##### THE RECORDS

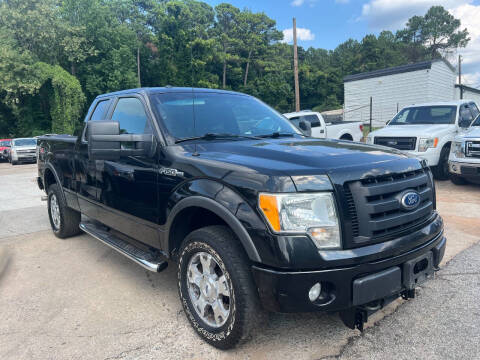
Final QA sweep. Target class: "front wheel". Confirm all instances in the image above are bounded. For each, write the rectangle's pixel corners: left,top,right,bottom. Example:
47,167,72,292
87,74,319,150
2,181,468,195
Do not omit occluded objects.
48,184,81,239
178,226,263,349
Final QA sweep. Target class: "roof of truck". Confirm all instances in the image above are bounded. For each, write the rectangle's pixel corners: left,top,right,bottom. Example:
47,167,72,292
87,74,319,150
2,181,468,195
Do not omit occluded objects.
97,86,249,98
405,99,474,107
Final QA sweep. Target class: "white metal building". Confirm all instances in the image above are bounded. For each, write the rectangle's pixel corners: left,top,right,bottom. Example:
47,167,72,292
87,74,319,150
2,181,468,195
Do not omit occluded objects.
455,84,480,107
344,59,480,126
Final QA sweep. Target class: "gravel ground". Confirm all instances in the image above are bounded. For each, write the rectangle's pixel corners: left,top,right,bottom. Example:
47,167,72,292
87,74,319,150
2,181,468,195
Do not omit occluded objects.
0,164,480,360
337,244,480,360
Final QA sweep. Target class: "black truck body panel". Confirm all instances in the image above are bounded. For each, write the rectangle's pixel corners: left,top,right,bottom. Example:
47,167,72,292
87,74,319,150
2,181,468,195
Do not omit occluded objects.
38,88,445,311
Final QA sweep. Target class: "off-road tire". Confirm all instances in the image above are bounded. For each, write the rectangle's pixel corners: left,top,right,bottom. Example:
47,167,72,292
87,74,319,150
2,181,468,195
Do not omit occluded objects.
450,174,467,185
178,225,266,350
432,146,450,180
48,184,81,239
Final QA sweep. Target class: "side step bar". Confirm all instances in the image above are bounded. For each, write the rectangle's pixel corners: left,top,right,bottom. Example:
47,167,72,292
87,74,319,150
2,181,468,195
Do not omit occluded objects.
80,222,168,272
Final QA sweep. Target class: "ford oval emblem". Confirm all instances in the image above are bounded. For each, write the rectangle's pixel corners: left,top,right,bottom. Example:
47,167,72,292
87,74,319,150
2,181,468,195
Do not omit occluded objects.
400,190,420,210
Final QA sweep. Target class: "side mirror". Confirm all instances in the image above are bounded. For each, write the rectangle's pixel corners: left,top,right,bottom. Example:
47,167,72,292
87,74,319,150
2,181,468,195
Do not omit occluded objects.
458,119,471,128
298,120,312,136
87,121,153,160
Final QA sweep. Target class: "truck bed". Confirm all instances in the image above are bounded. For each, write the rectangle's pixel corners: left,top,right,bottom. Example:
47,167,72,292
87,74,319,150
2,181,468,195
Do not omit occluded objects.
38,134,78,143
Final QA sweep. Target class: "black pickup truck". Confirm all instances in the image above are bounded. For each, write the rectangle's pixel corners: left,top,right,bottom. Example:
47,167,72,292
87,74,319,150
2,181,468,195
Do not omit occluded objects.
38,87,446,349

##########

▶ **WHAT YOU WILL DO**
Pull out every line of the records above that contains the string "black", and list each one on its own line.

▶ **REPLY**
Final QA sweep. Target class: "black truck body panel". Confirm all instances in the image above are bounded. For each, write the rectangle's pixel corners: left,top,right,bottom. Example:
Final QA sweep. Target class: "black pickup truck". Confirm all instances in the image above are bounded. For each, write the rectangle's pixel corners: left,top,right,bottom. Example:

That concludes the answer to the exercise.